勇ましい短調・楽しい短調――軍歌・イカロス・ひなまつり


 明日は朝が早いことだし、ささっと寝ようと思って風呂に入っていたのだが、鼻歌をうなりながら考えごとなどしているうちに、ぜひブログを更新しなければならないと思いいたり、こうして書いているわけである。
 深夜の風呂のなかで私は、「かえるの歌」や「チューリップ」といった歌を短調にして歌っては、ひとり「んふふ」などと乾いた笑いをあげていたのである。これは、のちに[ギター講座]で長調短調について書くときに、これを体感するよい材料になりそうだと思った。
 で、長調のメロディを短調にしたり、その逆をしたり試行しているうちに、「あれれ」と思ったのである。USA国歌「星条旗よ永遠なれ」を短調にしてみると、あらまあ、大日本帝国の軍歌っぽくなるではないか。そういえば、日本の軍歌は――といっても、聴く機会は、右翼団体の方々が街宣車でならしていたりとか、花見の季節に九段下あたりでおじいさんたちが歌っていたりするときぐらいしかないのですが――短調の曲が多いような気がする。
 なにか短調のメロディに鼓舞され、「おらおら、勇ましくいこうぜ」みたいな身体感覚って、どうも私にはわからない。ああいうの聴いて戦場に行けるのかなあ、と思うのである。そりゃたとえ行きたくなくても行かされたのだろうけど。ここらへんに、たぶん世代間のギャップがあるような気がする。

** 収集データ **
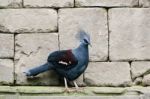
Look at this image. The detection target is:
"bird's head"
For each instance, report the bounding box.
[76,30,91,45]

** 課題 **
A) 本文のうち、「で、長調のメロディを短調にし」という語句を含む部分から始め、「調の曲が多いような気がする。」で終わるところまでを、一字も変えずに引用しなさい。
B) 本文の中で曲名が示されている歌を、すべて挙げなさい。

** 解答 **
A)
で、長調のメロディを短調にしたり、その逆をしたり試行しているうちに、「あれれ」と思ったのである。USA国歌「星条旗よ永遠なれ」を短調にしてみると、あらまあ、大日本帝国の軍歌っぽくなるではないか。そういえば、日本の軍歌は――といっても、聴く機会は、右翼団体の方々が街宣車でならしていたりとか、花見の季節に九段下あたりでおじいさんたちが歌っていたりするときぐらいしかないのですが――短調の曲が多いような気がする。

B) 「かえるの歌」、「チューリップ」、「星条旗よ永遠なれ」